Activity — If a line of the material contains "walking", copy it.

Data under study —
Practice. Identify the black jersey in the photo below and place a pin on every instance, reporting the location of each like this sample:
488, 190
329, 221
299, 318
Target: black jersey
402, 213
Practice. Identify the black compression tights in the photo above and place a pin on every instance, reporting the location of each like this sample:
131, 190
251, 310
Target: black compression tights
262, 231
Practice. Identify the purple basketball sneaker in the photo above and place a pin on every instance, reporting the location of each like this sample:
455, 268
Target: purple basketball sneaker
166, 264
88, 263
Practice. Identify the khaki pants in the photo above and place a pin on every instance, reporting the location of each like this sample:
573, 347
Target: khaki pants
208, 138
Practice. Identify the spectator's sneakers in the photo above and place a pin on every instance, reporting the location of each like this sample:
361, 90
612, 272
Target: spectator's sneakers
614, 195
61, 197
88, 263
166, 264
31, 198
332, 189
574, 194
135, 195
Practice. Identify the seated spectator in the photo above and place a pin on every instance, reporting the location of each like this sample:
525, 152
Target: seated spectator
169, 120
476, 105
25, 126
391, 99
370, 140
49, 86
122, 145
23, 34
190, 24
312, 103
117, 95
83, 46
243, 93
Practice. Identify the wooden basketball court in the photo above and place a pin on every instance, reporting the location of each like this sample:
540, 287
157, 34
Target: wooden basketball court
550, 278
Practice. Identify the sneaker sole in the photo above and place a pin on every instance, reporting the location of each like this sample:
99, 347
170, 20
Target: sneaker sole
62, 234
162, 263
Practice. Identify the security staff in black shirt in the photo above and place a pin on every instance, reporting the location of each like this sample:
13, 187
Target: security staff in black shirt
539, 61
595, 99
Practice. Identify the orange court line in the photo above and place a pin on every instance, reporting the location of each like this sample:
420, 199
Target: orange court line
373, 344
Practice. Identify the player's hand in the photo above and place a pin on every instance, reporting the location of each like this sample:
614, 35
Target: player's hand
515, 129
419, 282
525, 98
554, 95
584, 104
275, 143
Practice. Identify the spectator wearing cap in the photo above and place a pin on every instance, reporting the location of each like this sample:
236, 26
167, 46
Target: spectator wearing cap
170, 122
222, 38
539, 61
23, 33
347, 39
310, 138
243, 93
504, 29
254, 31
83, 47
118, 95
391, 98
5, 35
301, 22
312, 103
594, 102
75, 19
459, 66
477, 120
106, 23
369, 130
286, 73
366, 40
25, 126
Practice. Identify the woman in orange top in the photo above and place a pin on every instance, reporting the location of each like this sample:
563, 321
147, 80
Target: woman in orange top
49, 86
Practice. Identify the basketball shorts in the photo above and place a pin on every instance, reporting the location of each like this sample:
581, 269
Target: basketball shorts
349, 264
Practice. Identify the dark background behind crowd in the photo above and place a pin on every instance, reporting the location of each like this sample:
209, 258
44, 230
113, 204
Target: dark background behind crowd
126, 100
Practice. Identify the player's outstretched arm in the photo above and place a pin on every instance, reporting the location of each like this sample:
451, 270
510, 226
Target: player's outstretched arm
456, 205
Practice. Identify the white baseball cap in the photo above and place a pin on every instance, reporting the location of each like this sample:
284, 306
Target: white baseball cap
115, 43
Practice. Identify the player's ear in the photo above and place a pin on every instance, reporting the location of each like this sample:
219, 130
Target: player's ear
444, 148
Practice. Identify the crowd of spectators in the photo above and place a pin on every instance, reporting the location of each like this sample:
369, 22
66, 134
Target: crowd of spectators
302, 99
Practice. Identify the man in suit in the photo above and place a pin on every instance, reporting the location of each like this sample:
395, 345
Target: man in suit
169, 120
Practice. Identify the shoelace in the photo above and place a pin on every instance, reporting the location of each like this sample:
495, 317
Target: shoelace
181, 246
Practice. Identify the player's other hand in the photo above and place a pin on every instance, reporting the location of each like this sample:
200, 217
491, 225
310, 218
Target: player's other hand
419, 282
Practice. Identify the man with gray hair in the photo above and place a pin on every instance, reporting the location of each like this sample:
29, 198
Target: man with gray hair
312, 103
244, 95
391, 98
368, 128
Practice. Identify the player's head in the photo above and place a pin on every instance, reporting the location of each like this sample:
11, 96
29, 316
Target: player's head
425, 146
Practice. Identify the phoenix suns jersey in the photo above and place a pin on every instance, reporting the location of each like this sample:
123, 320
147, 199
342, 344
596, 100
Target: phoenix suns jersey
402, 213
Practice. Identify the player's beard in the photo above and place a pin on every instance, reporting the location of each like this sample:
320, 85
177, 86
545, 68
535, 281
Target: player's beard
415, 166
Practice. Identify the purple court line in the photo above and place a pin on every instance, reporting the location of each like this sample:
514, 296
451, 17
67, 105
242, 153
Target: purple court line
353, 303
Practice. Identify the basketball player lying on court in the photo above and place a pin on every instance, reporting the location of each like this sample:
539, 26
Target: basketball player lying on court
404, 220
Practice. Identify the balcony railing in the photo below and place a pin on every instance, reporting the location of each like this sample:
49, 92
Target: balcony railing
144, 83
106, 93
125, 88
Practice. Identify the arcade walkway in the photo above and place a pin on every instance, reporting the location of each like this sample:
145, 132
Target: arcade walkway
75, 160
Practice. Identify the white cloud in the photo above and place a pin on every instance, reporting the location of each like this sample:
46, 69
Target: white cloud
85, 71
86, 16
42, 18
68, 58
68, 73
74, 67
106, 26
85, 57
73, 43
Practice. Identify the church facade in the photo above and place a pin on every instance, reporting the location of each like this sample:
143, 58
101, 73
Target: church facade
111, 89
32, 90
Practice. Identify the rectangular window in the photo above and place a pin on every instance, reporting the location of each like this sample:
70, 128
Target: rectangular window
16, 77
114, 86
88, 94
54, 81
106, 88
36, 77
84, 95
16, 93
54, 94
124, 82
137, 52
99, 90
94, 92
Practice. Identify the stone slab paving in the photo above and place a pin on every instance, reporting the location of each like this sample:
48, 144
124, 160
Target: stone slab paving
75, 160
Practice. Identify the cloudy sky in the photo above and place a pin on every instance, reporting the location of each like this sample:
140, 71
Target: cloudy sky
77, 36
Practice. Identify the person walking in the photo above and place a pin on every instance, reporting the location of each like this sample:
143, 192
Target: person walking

Result below —
Practice. Identify the person walking in the photo above and place a pin on every instance, reporting the location of each like this sample:
Target: person walking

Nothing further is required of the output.